[Annotated coordinate records]
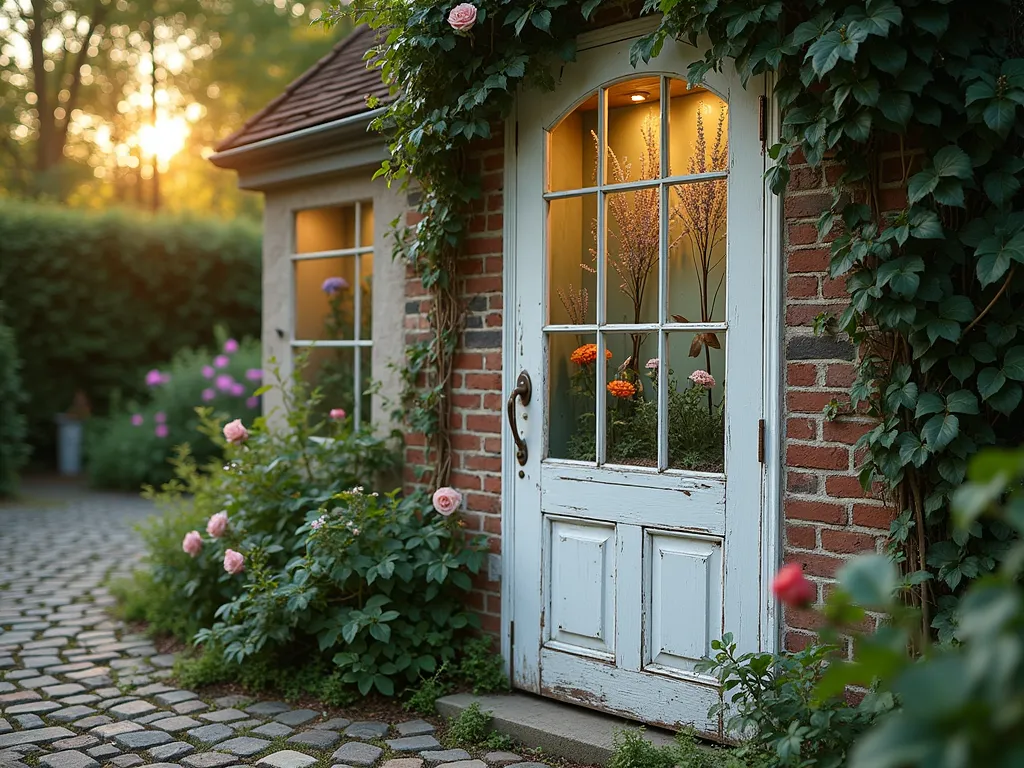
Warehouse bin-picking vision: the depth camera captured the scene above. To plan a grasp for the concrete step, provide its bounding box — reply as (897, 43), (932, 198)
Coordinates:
(437, 693), (673, 765)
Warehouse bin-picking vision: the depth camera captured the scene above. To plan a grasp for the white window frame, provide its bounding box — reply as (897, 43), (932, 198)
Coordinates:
(288, 197), (377, 429)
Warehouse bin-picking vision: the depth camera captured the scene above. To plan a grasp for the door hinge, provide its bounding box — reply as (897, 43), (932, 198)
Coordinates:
(758, 96), (768, 155)
(758, 419), (765, 464)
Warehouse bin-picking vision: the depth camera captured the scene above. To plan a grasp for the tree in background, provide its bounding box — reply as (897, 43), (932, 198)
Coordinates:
(0, 0), (339, 215)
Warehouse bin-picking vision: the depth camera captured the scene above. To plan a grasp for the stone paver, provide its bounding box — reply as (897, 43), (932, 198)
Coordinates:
(0, 485), (561, 768)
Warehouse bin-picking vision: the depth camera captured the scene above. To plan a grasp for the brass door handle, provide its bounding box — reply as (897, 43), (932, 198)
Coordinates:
(506, 371), (534, 467)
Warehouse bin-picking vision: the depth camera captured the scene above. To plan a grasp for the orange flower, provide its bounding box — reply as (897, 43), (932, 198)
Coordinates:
(608, 379), (637, 399)
(569, 344), (611, 366)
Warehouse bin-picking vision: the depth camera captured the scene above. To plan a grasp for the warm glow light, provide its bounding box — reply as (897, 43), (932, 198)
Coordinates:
(138, 117), (188, 166)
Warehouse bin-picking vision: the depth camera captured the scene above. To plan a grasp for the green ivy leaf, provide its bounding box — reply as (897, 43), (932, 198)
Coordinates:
(921, 414), (959, 453)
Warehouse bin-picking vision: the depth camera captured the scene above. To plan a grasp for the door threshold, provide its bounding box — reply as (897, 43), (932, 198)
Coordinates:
(437, 692), (674, 765)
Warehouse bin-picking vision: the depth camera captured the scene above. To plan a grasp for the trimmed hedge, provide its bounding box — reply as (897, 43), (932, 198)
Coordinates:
(0, 313), (28, 499)
(0, 201), (261, 462)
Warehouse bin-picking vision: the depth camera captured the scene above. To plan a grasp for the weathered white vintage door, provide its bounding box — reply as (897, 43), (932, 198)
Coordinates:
(506, 28), (773, 734)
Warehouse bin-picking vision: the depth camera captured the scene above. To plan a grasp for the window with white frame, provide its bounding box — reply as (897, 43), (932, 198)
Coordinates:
(291, 201), (374, 427)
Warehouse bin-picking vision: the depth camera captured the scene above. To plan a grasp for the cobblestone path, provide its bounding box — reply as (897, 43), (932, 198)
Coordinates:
(0, 492), (547, 768)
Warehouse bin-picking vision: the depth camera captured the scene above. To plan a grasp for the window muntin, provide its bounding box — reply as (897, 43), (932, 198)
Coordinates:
(291, 201), (374, 426)
(544, 75), (728, 472)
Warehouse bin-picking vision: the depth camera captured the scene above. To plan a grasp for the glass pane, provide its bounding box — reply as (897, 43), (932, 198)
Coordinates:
(669, 80), (729, 176)
(359, 347), (377, 424)
(295, 205), (355, 253)
(604, 187), (660, 323)
(548, 195), (597, 326)
(359, 200), (374, 248)
(359, 253), (374, 339)
(604, 77), (662, 184)
(548, 334), (597, 462)
(669, 179), (728, 323)
(668, 332), (725, 472)
(294, 256), (355, 341)
(547, 93), (597, 191)
(295, 347), (355, 419)
(604, 333), (657, 467)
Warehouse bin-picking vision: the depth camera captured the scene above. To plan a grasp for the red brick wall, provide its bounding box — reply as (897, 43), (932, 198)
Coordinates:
(406, 105), (899, 649)
(406, 130), (505, 635)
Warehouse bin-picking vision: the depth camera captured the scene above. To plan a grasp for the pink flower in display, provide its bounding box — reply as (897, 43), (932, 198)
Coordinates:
(449, 3), (476, 32)
(224, 419), (249, 444)
(181, 530), (203, 557)
(206, 512), (227, 539)
(690, 371), (715, 389)
(771, 562), (817, 608)
(433, 485), (462, 517)
(224, 549), (246, 575)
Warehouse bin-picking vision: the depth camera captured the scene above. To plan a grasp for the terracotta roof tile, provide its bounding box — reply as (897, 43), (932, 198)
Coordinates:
(217, 27), (388, 152)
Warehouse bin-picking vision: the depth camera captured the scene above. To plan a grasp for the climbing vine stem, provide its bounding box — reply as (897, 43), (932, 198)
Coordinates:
(327, 0), (1024, 639)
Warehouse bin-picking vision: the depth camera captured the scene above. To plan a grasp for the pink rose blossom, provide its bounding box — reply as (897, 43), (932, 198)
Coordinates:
(224, 419), (249, 444)
(433, 485), (462, 517)
(690, 371), (715, 389)
(224, 549), (246, 575)
(181, 530), (203, 557)
(449, 3), (476, 32)
(771, 562), (818, 608)
(206, 512), (227, 539)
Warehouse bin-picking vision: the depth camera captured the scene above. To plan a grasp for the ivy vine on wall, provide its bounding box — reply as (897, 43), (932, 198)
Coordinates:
(328, 0), (1024, 638)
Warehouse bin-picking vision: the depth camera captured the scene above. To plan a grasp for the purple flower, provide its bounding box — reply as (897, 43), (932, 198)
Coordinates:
(321, 278), (348, 296)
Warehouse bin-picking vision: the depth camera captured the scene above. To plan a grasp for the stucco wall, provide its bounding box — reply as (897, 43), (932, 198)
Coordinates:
(263, 166), (407, 429)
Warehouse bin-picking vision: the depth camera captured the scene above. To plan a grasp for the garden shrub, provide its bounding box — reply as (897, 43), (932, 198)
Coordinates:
(0, 311), (27, 498)
(85, 332), (262, 490)
(0, 201), (261, 459)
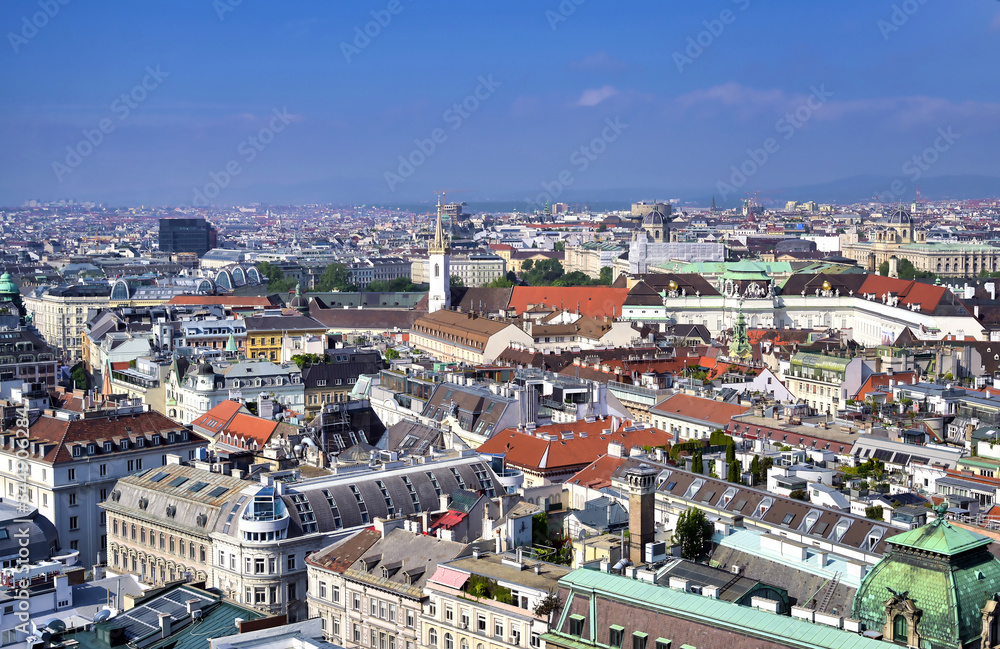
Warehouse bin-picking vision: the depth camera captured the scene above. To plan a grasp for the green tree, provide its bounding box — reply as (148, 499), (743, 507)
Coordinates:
(483, 277), (515, 288)
(670, 507), (712, 561)
(535, 591), (562, 619)
(292, 354), (330, 370)
(552, 270), (594, 286)
(316, 262), (358, 293)
(69, 363), (90, 390)
(365, 277), (427, 293)
(521, 259), (565, 286)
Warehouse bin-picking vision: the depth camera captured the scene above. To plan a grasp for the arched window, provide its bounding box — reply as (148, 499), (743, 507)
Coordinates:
(892, 615), (910, 642)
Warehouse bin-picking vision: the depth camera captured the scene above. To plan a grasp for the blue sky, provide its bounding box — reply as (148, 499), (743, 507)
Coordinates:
(0, 0), (1000, 205)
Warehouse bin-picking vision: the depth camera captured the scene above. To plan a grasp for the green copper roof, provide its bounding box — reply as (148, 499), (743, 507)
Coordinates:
(852, 508), (1000, 647)
(889, 518), (992, 556)
(556, 568), (886, 649)
(0, 272), (21, 295)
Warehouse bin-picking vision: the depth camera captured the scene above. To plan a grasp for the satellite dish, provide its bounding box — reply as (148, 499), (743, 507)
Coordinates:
(45, 618), (66, 633)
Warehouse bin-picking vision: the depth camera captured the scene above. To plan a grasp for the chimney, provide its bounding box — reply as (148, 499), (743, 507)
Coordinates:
(160, 613), (172, 638)
(625, 466), (657, 566)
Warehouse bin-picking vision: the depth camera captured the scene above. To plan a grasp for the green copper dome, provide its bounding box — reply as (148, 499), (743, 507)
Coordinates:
(0, 272), (21, 296)
(852, 508), (1000, 649)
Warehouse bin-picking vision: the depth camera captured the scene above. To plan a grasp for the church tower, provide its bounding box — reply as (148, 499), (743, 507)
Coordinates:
(427, 196), (451, 313)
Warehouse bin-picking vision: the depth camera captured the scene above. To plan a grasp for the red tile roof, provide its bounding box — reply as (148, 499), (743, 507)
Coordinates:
(853, 372), (915, 401)
(566, 455), (626, 489)
(478, 420), (672, 472)
(191, 399), (243, 437)
(191, 400), (279, 450)
(7, 410), (184, 464)
(509, 286), (628, 318)
(858, 275), (948, 313)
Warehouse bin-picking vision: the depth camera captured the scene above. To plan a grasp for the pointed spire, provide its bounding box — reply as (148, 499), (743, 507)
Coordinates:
(429, 196), (451, 255)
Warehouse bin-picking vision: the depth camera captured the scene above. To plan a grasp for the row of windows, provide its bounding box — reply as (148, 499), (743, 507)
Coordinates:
(427, 627), (540, 649)
(219, 550), (298, 575)
(243, 582), (298, 606)
(111, 517), (206, 563)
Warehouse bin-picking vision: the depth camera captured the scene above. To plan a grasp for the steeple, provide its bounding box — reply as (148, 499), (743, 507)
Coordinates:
(428, 195), (451, 255)
(729, 300), (753, 360)
(427, 192), (451, 313)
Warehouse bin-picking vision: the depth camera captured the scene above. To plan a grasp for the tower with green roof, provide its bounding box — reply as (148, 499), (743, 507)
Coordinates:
(852, 506), (1000, 649)
(0, 271), (25, 316)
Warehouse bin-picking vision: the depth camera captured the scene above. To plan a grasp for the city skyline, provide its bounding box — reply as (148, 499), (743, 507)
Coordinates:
(0, 0), (1000, 205)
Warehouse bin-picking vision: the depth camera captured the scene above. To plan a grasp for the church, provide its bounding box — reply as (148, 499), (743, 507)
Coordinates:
(852, 504), (1000, 649)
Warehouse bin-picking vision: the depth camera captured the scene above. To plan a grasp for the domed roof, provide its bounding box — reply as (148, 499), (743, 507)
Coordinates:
(288, 284), (309, 309)
(852, 506), (1000, 647)
(642, 210), (666, 228)
(0, 272), (21, 295)
(885, 207), (913, 225)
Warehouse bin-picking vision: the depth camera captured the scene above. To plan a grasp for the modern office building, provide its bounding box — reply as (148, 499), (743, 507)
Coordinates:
(160, 219), (218, 256)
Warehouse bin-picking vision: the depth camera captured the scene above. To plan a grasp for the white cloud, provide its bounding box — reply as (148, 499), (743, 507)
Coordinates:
(576, 86), (618, 106)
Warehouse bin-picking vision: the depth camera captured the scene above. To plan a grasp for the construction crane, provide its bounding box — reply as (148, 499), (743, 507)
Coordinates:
(434, 189), (479, 236)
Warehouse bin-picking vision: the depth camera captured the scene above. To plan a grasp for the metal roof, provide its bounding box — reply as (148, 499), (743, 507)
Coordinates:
(554, 569), (885, 649)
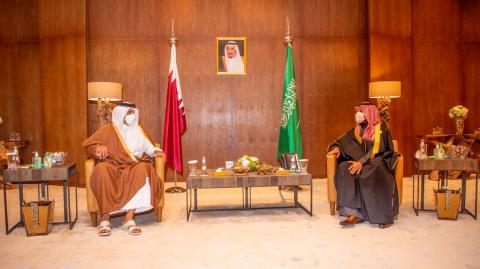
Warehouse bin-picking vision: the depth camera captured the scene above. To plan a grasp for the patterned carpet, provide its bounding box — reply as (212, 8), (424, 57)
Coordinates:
(0, 178), (480, 269)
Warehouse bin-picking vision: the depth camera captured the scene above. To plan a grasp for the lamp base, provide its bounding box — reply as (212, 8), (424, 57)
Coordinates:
(377, 97), (392, 122)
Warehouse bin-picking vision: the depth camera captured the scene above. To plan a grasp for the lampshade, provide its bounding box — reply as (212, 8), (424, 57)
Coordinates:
(368, 81), (402, 98)
(88, 82), (122, 101)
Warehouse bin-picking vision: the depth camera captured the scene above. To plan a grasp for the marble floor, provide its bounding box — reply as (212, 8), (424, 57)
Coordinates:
(0, 178), (480, 269)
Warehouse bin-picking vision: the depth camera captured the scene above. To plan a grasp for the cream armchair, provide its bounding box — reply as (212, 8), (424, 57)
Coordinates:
(85, 145), (165, 227)
(327, 140), (403, 216)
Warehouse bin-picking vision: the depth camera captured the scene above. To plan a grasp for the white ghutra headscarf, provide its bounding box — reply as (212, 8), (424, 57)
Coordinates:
(112, 104), (160, 158)
(223, 41), (245, 72)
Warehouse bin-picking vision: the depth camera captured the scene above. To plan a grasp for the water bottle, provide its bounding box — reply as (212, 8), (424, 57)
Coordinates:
(202, 156), (207, 175)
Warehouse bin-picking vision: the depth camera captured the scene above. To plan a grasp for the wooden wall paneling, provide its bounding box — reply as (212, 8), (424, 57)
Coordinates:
(0, 45), (20, 140)
(368, 0), (417, 174)
(460, 0), (480, 132)
(412, 0), (463, 138)
(12, 0), (39, 41)
(463, 42), (480, 133)
(158, 0), (232, 37)
(302, 0), (367, 39)
(15, 40), (44, 160)
(88, 0), (158, 40)
(0, 1), (19, 140)
(39, 0), (87, 184)
(88, 0), (367, 179)
(297, 39), (368, 176)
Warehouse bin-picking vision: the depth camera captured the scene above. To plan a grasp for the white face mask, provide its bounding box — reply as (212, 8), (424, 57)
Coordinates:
(125, 114), (135, 125)
(355, 111), (365, 124)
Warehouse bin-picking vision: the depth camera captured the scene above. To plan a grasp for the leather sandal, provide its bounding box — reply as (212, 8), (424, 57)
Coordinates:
(97, 220), (112, 236)
(122, 220), (142, 235)
(378, 223), (393, 229)
(340, 216), (364, 227)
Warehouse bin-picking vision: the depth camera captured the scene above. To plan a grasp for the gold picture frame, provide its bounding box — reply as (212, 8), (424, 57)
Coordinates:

YOUR INSTRUCTIONS
Turn the lines starting with the line containing "for the domed" and going through the line containing "(885, 207), (913, 225)" into a two-column CSV with the columns text and coordinates. Give one row for each item asked about, put each field in quotes, and replace line breaks with spaces.

REPLY
text,coordinates
"Warehouse bin-picking vision: the depth camera captured the scene above. To plan a grasp for the domed roof, provide its bounding box — reply as (148, 499), (743, 507) Coordinates:","(288, 284), (309, 309) (852, 506), (1000, 647) (642, 210), (666, 228) (0, 272), (21, 295) (885, 207), (913, 225)"